TAREAS A REALIZAR:
1. Según el fragmento sobre el consumo de tecnología, ¿en qué se evidencia que la tecnología se convierte en un fin en sí mismo?
2. Retoma el fragmento sobre el consumo de tecnología y continúa el texto a partir de su última oración.

FRAGMENTO:
Pero al mismo tiempo, no somos únicamente usuarios sino también -y quizás principalmente- consumidores. El grado de fetichismo por la tecnología la convierte en un fin en sí mismo, fenómeno evidenciado en la avidez por conseguir los últimos modelos de iPhone. Como otras mercancías de la sociedad de consumo, adquiere un valor que representa status y pertenencia a círculos legitimados por la ideología dominante de cada época.

LISTADO PROPORCIONADO:
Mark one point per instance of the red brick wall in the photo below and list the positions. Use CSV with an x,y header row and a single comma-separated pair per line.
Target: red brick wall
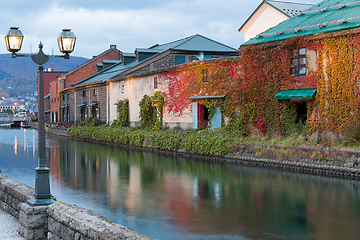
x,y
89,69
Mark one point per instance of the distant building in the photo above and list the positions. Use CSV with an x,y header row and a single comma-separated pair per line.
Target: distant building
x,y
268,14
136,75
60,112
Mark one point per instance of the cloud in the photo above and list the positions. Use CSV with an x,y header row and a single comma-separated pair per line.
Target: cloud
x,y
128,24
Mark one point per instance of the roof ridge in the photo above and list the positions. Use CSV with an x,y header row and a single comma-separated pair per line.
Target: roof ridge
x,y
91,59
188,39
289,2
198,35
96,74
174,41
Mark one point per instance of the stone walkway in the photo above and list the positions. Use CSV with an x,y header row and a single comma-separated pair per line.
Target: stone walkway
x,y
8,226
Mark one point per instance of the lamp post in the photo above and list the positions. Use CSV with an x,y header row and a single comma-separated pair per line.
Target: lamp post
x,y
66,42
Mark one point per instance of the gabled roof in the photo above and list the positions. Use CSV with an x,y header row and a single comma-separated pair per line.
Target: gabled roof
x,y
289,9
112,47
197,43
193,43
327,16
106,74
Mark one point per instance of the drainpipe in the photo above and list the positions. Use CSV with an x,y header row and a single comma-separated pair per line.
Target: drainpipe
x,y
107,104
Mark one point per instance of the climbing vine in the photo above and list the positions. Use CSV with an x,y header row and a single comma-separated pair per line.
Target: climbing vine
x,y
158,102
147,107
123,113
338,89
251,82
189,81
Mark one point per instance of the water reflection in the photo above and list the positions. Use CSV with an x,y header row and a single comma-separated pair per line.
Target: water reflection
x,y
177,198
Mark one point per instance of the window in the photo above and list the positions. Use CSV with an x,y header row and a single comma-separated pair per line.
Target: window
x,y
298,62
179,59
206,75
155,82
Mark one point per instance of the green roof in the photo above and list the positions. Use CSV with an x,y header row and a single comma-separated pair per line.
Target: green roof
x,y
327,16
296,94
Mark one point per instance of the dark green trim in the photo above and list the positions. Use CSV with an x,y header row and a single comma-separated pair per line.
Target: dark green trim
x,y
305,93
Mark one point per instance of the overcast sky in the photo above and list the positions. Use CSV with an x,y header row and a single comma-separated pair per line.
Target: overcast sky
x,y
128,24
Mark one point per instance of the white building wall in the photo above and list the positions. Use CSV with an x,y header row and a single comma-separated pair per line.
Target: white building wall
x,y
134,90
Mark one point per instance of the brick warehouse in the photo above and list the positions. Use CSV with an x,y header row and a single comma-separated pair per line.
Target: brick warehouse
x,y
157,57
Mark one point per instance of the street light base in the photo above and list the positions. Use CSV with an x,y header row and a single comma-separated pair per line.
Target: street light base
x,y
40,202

---

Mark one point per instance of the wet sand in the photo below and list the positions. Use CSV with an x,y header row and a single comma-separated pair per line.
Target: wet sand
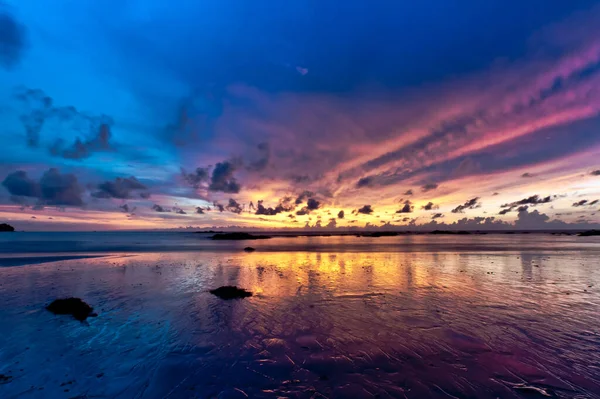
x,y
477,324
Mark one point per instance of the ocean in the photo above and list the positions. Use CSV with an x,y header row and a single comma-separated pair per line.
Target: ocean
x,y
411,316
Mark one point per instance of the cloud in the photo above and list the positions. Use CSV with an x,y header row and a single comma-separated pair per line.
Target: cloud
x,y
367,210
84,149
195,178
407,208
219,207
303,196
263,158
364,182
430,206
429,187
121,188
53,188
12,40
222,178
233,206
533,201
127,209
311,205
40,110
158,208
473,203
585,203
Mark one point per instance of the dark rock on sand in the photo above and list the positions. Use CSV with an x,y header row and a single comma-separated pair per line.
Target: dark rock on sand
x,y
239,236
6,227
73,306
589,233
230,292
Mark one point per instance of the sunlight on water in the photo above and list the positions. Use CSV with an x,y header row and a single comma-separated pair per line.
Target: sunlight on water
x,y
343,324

RESPUESTAS DEL EJERCICIO:
1. En la avidez por conseguir los últimos modelos de iPhone.

2.
Desde hace unos años, la proliferación de redes sociales y las facilidades para trasponer actividades a la “vida online” facilita el involucramiento intensivo con la tecnología y acelera los cambios en los mecanismos para conocer personas a través de herramientas digitales. La oferta de plataformas e interfaces de consumo masivo incluye sitios para concertar citas, como Match.com o Badoo, redes sociales con Facebook a la cabeza, y aplicaciones para smartphones, como Tinder.  Y los nostálgicos recordarán el ICQ, acrónimo de la frase “I seek you” (“Te busco”, en inglés). La mensajería instantánea, fundamental para concretar encuentros inmediatos –cuántas citas habrán quedado truncas cuando el servicio de WhatsApp se cayó durante cuatro horas justo un sábado-,  también se instaló como una manera de “dialogar” de forma permanente, sin pronunciar una palabra ni mantener una conversación real.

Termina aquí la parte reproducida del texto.